__THE TASK__:
Answer these questions from the text on the USCDI recommendations:
(a) Which stages must a data class complete before the USCDI is expanded to include it?
(b) What two conditions must the RCE determine before a data class can be advanced to Stage 6?
(c) How often would the USCDI be published under the third recommendation?

PROVIDED TEXT: Begin

The TF also recommended that the USCDI be expanded as each data class completes Stages 1-4 without a predetermined timeline.

Per this recommendation, an open process should be established for proposing data items or data classes for consideration. There should not be restrictions on what is proposed or who can propose it. Data classes can also only be added to the USCDI after they have met all criteria and have successfully progressed through all prior stages regardless of timeline.

READ MORE: Top 5 Challenges to Achieving Healthcare Interoperability

A data class can be advanced to Stage 6 “when the RCE determines adoption is widespread and has exceeded 50% of the long term goal.”

“Consider using the ratio of available data classes in Stage 5 to those having progressed to Stage 6 in the preceding 12 months as a measure to review the processes for prioritization and implementation,” the TF said.

The third recommendation was that an annual publishing cycle for the USCDI be established. The cycle would include periodic bulletins as data objects/data classes progress from one stage to the next.

“Similar to the Interoperability Standards Advisory (ISA) Reference Edition, the USCDI Reference Edition should include the most important and relevant information for each data class in each stage,” the TF suggested. “The Reference Edition should strike a balance between too much and too little information, and could also include summary statistics for the USCDI in general and how it changed over the course of the year.”

PROVIDED TEXT: End
SUPPLIED DATA: Begin

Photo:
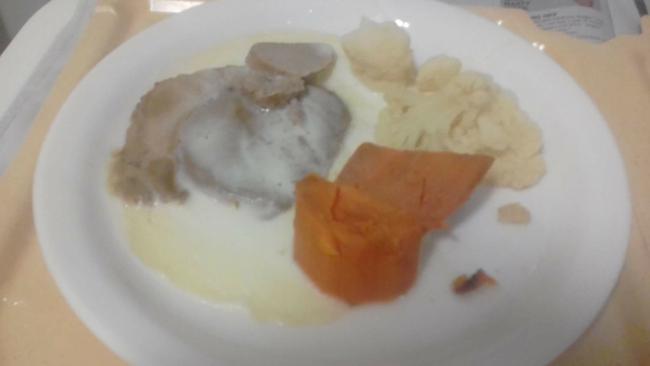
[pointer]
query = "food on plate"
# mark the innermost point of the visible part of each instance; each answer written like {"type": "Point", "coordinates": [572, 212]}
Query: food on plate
{"type": "Point", "coordinates": [239, 134]}
{"type": "Point", "coordinates": [430, 185]}
{"type": "Point", "coordinates": [359, 238]}
{"type": "Point", "coordinates": [514, 213]}
{"type": "Point", "coordinates": [303, 60]}
{"type": "Point", "coordinates": [464, 284]}
{"type": "Point", "coordinates": [380, 54]}
{"type": "Point", "coordinates": [246, 153]}
{"type": "Point", "coordinates": [352, 245]}
{"type": "Point", "coordinates": [437, 72]}
{"type": "Point", "coordinates": [468, 114]}
{"type": "Point", "coordinates": [443, 108]}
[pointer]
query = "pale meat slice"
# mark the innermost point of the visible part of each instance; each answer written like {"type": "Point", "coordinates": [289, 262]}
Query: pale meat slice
{"type": "Point", "coordinates": [250, 135]}
{"type": "Point", "coordinates": [235, 151]}
{"type": "Point", "coordinates": [303, 60]}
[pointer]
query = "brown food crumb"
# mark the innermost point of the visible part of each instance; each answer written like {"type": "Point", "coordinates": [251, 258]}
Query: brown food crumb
{"type": "Point", "coordinates": [514, 213]}
{"type": "Point", "coordinates": [463, 284]}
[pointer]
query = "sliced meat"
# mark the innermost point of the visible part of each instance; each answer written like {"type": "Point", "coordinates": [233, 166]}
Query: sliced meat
{"type": "Point", "coordinates": [302, 60]}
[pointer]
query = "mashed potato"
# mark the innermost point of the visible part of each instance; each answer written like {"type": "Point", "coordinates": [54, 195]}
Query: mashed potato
{"type": "Point", "coordinates": [394, 66]}
{"type": "Point", "coordinates": [446, 109]}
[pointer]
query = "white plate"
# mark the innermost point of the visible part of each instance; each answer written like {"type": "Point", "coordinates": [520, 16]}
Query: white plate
{"type": "Point", "coordinates": [554, 274]}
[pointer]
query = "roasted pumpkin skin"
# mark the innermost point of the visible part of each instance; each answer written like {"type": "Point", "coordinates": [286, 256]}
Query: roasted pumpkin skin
{"type": "Point", "coordinates": [353, 246]}
{"type": "Point", "coordinates": [359, 238]}
{"type": "Point", "coordinates": [431, 184]}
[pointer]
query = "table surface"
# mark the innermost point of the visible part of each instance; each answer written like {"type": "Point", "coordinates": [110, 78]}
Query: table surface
{"type": "Point", "coordinates": [38, 328]}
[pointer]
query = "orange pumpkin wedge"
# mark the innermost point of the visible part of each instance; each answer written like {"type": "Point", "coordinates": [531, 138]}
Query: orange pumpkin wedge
{"type": "Point", "coordinates": [353, 246]}
{"type": "Point", "coordinates": [359, 238]}
{"type": "Point", "coordinates": [430, 184]}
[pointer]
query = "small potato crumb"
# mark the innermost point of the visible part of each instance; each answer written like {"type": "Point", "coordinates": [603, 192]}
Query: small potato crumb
{"type": "Point", "coordinates": [514, 213]}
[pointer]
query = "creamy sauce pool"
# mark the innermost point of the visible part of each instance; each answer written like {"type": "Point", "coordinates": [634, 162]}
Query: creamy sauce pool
{"type": "Point", "coordinates": [228, 255]}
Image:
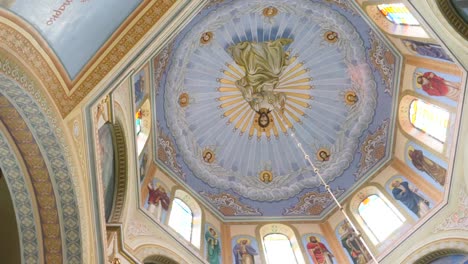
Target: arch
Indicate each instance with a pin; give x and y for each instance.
(18, 182)
(372, 226)
(284, 235)
(407, 127)
(142, 125)
(196, 212)
(414, 31)
(151, 252)
(43, 145)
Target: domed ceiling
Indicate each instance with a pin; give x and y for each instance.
(248, 87)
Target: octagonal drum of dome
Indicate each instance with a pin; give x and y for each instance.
(246, 81)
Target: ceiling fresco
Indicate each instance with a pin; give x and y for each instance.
(75, 30)
(244, 77)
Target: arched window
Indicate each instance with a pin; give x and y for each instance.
(426, 123)
(280, 244)
(185, 217)
(181, 219)
(379, 218)
(398, 14)
(429, 119)
(142, 125)
(278, 249)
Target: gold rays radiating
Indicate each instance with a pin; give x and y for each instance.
(294, 83)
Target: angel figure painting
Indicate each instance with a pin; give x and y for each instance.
(263, 63)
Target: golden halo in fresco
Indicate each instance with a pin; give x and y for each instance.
(208, 156)
(270, 11)
(351, 98)
(266, 176)
(323, 154)
(184, 99)
(206, 37)
(331, 36)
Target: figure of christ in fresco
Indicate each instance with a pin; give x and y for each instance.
(157, 200)
(422, 163)
(263, 63)
(213, 247)
(319, 252)
(409, 197)
(437, 86)
(243, 252)
(354, 246)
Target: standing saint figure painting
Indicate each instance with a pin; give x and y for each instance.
(350, 241)
(424, 164)
(319, 252)
(435, 85)
(212, 244)
(243, 252)
(409, 197)
(157, 200)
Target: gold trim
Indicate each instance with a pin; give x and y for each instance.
(25, 43)
(452, 16)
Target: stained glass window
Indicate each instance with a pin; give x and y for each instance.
(398, 14)
(430, 119)
(181, 219)
(379, 217)
(278, 249)
(138, 121)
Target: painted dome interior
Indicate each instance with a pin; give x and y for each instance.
(256, 79)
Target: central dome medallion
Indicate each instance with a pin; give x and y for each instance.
(250, 74)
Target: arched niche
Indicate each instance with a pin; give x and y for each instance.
(25, 109)
(411, 131)
(285, 230)
(196, 212)
(414, 31)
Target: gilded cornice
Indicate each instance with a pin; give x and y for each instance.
(27, 45)
(40, 178)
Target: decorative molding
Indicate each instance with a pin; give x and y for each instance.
(136, 229)
(452, 16)
(22, 202)
(373, 149)
(437, 249)
(67, 95)
(457, 220)
(312, 203)
(229, 205)
(121, 173)
(153, 252)
(383, 60)
(41, 142)
(167, 154)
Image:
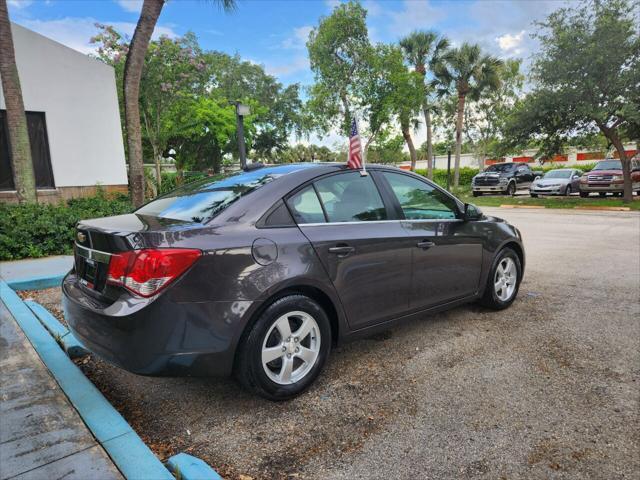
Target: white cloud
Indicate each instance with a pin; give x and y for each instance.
(296, 65)
(511, 43)
(19, 3)
(414, 16)
(76, 32)
(298, 39)
(131, 5)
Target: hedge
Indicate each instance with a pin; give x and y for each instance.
(37, 230)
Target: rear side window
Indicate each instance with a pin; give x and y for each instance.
(350, 197)
(306, 207)
(419, 200)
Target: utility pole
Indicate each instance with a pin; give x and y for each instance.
(448, 168)
(241, 111)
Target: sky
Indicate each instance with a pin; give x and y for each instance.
(273, 33)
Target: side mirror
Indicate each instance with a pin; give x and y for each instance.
(471, 212)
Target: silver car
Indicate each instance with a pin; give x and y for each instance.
(562, 181)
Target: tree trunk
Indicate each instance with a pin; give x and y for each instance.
(19, 147)
(412, 149)
(459, 121)
(132, 73)
(612, 135)
(427, 121)
(614, 138)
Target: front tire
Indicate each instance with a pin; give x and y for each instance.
(503, 282)
(286, 348)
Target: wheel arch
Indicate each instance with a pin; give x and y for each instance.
(330, 305)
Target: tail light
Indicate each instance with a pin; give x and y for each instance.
(146, 272)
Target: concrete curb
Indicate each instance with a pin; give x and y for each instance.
(186, 467)
(129, 453)
(65, 338)
(36, 283)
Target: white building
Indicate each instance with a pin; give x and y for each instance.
(73, 119)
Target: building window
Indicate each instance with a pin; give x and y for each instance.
(37, 126)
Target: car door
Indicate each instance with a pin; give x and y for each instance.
(446, 251)
(360, 243)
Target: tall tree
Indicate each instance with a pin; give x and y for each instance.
(586, 79)
(20, 148)
(133, 67)
(423, 50)
(339, 54)
(470, 73)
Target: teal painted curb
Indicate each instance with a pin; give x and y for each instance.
(63, 336)
(186, 467)
(36, 283)
(132, 457)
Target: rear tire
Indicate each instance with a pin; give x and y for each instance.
(500, 296)
(296, 360)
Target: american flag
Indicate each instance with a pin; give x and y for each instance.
(355, 147)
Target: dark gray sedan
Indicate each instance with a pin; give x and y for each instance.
(561, 181)
(260, 273)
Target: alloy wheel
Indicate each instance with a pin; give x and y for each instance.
(505, 279)
(291, 347)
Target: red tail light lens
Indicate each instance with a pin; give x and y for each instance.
(146, 272)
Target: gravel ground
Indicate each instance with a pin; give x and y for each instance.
(549, 388)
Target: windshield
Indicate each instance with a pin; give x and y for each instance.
(609, 165)
(500, 167)
(204, 199)
(558, 174)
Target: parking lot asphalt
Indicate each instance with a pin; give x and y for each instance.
(549, 388)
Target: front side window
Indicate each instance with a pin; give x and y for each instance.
(350, 197)
(419, 200)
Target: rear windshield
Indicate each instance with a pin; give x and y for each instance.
(204, 199)
(609, 165)
(500, 167)
(558, 174)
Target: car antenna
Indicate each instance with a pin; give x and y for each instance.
(253, 166)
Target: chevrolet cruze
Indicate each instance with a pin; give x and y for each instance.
(258, 274)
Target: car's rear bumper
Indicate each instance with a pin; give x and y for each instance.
(156, 336)
(609, 187)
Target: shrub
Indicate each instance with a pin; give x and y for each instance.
(440, 175)
(37, 230)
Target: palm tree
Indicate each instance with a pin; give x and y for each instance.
(20, 148)
(422, 50)
(471, 73)
(149, 15)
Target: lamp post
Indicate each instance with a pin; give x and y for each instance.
(241, 111)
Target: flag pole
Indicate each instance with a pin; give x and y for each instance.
(363, 170)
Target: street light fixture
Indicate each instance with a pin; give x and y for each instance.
(241, 111)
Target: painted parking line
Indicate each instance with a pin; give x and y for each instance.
(132, 457)
(67, 340)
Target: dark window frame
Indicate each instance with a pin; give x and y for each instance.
(47, 179)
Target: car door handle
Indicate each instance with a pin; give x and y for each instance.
(342, 250)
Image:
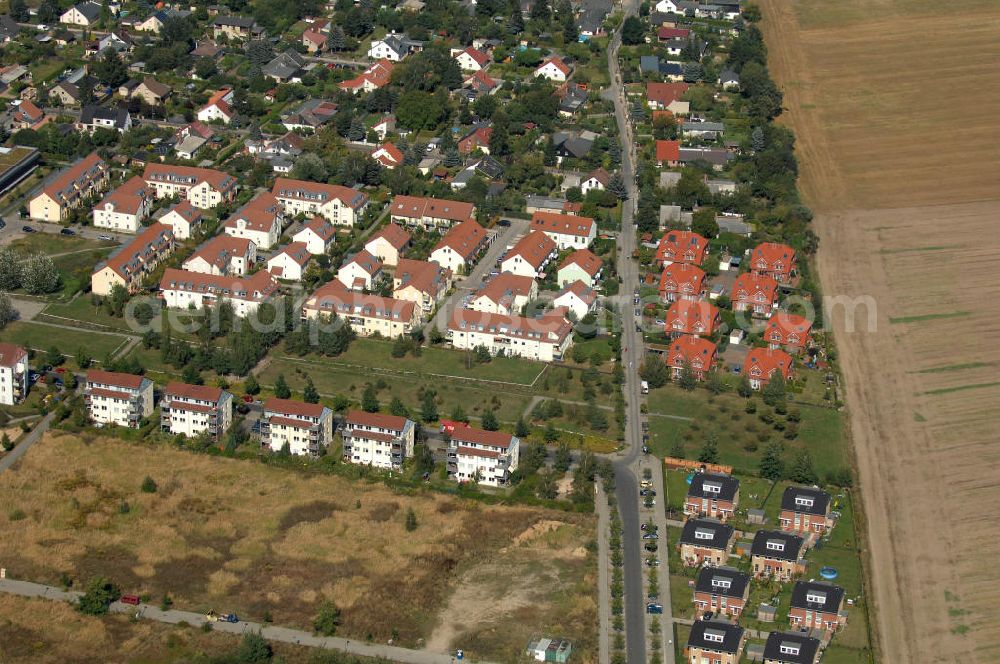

SUPPLIED DATA: End

__RESPONSE TO THIS TASK__:
(a) Stages 1-4.
(b) Adoption must be widespread and must have exceeded 50% of the long term goal.
(c) Annually, with periodic bulletins as data objects/data classes progress from one stage to the next.